> AIM OF THE EXERCISE
A complete response lists each line of the data below that includes the word "instance".

> DATA RECORDS
# # # # # # #

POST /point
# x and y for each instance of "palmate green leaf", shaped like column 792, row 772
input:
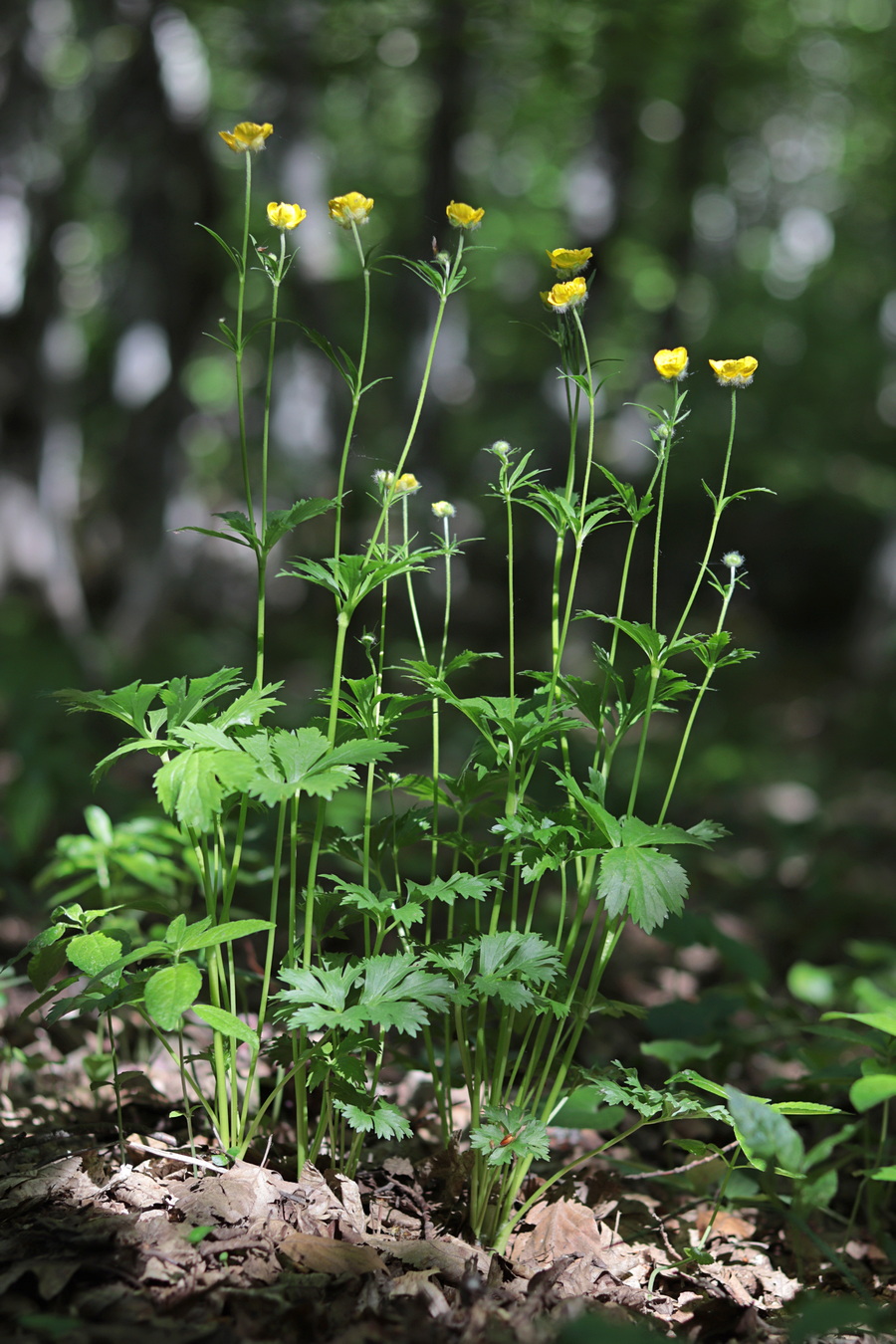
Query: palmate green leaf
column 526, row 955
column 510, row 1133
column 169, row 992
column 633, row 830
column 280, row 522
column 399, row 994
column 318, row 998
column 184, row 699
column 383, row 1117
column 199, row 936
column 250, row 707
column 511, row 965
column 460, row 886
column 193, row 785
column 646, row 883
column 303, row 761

# # # # # # #

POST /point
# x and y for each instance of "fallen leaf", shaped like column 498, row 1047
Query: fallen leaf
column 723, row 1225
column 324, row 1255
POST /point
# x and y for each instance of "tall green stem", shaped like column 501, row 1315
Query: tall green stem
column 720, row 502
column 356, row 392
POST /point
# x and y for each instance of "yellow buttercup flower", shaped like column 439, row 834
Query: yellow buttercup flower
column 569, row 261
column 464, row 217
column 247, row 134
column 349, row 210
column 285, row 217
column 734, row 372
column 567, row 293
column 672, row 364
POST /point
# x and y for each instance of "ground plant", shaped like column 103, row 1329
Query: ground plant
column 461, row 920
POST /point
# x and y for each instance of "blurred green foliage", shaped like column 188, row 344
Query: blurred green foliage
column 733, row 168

# # # # # # #

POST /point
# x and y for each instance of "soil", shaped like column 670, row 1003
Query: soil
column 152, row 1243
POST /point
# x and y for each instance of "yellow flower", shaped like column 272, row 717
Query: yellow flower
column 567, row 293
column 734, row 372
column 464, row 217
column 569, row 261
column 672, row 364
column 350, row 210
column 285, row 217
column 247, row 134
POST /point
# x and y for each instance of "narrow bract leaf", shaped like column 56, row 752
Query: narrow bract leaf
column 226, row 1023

# # # # # # #

> REPLY
# x and y for each instance of "palmate green leaf", shaped like column 792, row 772
# x and y for each instance of "fallen leaf", shaped like column 498, row 1047
# x and y for each instance of "tall green stem", shaped like column 501, row 1315
# x and y for each instance of "yellow buttercup flower", shaped like column 439, row 834
# x and y for each instance of "ground plant", shaped like column 103, row 1329
# x and y for each instance of "blurred green foliage", shaped like column 188, row 344
# x and y for each instance of "soil", shaped like column 670, row 1003
# x and y for each instance of "yellow flower", shaped like column 272, row 717
# x and y for each instance of "narrow bract leaf", shaped like column 56, row 752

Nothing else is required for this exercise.